_EXTRACT TO READ_
Did you ever think that creating your own artificial intelligence model is reserved only for corporations with billion-dollar budgets? I thought so, too. Until I came across Andrej Karpathy's tutorial and decided to test it out for myself.
The result? I created a working language model, and the cost of "training" it cost me only $15.
Does this mean that for the price of a pizza I created a competitor to ChatGPT that I can implement in the company? Absolutely not. But this experience opened my eyes to how things work "under the hood."
GPT-2: Museum exhibit or great teacher?
The model I built (GPT-2 version 124M) is from 2019. In the world of AI, this is prehistory. To be honest: this model is not suitable for today's business. It won't write a flashy sales email, it won't analyze a complex report. Its capabilities are very limited compared to what we have on our phones today.
So why did I do it at all? Because the process of creating AI itself has hardly changed.
The mechanics - how the model "learns" the language - is strikingly similar to what happens when creating the latest giants. Understanding GPT-2 is like taking apart the engine of an old Fiat. You may not win Formula One with it, but you'll learn exactly how the internal combustion engine that also powers Ferrari's cars works.
Why exactly this model?
You may ask: "Why didn't you train yourself a GPT-4 at home?". Here we come to the key difference. OpenAI, with the GPT-2 model, made its "design plans" - training parameters and weights - available to the world. This allowed us to do this exercise.
Unfortunately, with the newer models (GPT-3, GPT-4 and newer), that door has been closed. We don't know their exact weights, it's a closely guarded trade secret.

_ASSIGNMENT 1_
In the article about training a GPT-2 model, how much did the training cost?
_ASSIGNMENT 2_
Carry on the article about training a GPT-2 model, picking up right after its last sentence.

_ENTRIES PROVIDED_
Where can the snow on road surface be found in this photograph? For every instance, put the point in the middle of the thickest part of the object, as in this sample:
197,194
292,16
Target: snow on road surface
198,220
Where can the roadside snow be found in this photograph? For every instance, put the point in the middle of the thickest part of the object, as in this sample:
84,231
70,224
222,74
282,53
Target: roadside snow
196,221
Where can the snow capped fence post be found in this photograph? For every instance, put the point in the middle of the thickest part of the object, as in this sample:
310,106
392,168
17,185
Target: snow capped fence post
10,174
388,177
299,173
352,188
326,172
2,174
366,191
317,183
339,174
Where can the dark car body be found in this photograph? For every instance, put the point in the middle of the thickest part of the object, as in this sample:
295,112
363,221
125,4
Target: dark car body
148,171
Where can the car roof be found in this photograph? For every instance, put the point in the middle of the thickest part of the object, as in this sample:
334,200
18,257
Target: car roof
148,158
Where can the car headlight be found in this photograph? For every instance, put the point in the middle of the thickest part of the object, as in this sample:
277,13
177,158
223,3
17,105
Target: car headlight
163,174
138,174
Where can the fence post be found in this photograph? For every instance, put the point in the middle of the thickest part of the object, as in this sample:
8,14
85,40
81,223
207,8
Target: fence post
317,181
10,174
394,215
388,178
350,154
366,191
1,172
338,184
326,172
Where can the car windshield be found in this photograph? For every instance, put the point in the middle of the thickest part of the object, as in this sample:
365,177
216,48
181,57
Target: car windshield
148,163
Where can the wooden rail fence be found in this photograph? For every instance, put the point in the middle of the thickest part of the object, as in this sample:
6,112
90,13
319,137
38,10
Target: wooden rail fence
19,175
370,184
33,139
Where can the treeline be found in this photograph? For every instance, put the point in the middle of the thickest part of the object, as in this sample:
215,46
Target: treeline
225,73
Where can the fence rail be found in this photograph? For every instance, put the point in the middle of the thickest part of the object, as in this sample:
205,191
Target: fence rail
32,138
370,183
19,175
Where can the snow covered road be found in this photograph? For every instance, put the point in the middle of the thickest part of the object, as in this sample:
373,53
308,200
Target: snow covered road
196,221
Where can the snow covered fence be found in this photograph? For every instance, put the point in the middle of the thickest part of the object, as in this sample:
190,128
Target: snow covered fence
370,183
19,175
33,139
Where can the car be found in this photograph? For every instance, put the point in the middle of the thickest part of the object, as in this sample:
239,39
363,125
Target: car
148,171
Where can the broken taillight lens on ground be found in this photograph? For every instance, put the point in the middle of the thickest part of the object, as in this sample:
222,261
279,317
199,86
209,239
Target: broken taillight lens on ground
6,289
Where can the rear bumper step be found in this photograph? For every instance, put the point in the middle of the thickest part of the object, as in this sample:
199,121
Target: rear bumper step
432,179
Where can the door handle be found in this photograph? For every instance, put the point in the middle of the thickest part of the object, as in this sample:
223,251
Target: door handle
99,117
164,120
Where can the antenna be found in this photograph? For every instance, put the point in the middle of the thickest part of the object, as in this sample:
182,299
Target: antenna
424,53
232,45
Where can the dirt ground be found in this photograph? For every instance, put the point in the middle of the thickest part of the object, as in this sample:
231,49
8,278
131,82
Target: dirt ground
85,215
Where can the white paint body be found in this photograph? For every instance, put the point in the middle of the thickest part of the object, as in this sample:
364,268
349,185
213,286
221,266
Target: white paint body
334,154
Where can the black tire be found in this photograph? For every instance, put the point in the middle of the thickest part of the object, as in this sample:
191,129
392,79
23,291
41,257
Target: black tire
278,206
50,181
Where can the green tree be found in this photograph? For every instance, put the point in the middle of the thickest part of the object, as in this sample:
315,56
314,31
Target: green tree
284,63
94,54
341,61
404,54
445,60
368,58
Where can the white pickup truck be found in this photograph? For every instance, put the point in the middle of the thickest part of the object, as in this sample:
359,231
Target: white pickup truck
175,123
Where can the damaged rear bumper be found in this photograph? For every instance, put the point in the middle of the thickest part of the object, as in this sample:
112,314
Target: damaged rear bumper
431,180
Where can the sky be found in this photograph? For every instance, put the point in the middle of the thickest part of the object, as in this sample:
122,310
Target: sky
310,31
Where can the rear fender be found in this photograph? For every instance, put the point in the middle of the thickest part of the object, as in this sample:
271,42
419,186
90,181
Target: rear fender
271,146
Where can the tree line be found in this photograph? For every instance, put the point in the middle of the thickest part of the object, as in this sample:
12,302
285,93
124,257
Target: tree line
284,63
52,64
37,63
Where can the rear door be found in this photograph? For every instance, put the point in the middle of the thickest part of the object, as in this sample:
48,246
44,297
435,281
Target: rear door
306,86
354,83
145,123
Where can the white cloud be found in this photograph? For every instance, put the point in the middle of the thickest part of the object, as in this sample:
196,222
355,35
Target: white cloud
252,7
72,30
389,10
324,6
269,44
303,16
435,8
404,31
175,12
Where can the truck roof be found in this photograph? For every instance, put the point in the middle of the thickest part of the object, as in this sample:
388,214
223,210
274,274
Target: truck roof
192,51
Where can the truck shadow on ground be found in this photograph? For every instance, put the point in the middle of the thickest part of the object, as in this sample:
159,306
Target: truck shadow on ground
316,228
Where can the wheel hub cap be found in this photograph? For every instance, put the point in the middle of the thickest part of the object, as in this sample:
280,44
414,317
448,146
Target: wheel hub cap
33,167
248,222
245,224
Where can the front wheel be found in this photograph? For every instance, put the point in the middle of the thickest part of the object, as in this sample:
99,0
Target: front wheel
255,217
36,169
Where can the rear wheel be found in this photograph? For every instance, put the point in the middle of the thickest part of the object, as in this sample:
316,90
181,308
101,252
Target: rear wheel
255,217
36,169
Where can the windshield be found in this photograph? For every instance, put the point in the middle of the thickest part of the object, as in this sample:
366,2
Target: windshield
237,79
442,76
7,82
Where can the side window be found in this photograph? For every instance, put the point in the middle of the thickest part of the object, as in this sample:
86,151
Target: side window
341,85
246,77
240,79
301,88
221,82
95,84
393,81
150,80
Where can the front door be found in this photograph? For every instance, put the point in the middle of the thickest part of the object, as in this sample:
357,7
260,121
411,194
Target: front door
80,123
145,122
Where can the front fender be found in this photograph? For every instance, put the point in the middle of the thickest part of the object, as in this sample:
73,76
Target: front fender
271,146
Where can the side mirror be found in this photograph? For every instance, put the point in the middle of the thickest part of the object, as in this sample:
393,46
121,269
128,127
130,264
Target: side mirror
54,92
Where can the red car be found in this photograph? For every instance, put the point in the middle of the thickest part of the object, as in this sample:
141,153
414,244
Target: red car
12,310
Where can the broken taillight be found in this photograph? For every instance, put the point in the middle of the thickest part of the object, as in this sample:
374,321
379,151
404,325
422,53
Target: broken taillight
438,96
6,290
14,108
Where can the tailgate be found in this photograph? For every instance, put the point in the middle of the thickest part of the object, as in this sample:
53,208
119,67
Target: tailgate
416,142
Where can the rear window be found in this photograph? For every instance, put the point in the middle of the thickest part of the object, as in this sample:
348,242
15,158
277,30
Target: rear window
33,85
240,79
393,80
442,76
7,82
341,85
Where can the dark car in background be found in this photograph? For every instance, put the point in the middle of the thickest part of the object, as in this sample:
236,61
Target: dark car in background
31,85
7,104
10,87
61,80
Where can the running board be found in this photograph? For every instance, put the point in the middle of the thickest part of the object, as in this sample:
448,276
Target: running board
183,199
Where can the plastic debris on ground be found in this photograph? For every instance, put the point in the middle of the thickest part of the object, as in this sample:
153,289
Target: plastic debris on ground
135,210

_TASK ANSWER 1_
It cost only $15.

_TASK ANSWER 2_
An abyss we can't jump over at home
My $15 experiment also showed me the enormity of the scale of today's AI revolution. While the "recipe" for creating a model is similar, the ingredients needed for market success are astronomically expensive today:
-
Quantity of Data: I used a fraction of what modern models "read." They need petabytes of text.
-
Quality of Data: Although I used modern, scrubbed collections (so my model learned faster than the original from 2019), preparing the data for GPT-4 type models is an engineering masterpiece.
-
Infrastructure: $15 was enough to rent one graphics card in the cloud for a while. Training the models we use every day costs tens or even hundreds of millions of dollars and requires massive server rooms.
What are the implications of this?
This project is a fascinating lesson in humility and understanding technology. It shows that the "magic" of AI is actually math, data access and.... electricity.
Today, any enthusiast can touch this technology for a pittance and understand its foundations. But at the same time, it is clear that the race to create the smartest model is a game with budgets at stake that are unattainable for mere mortals. Nevertheless - it's worth knowing how it works.
Entry inspired by Andrej Karpathy's tutorial: Let's reproduce GPT-2 (124M)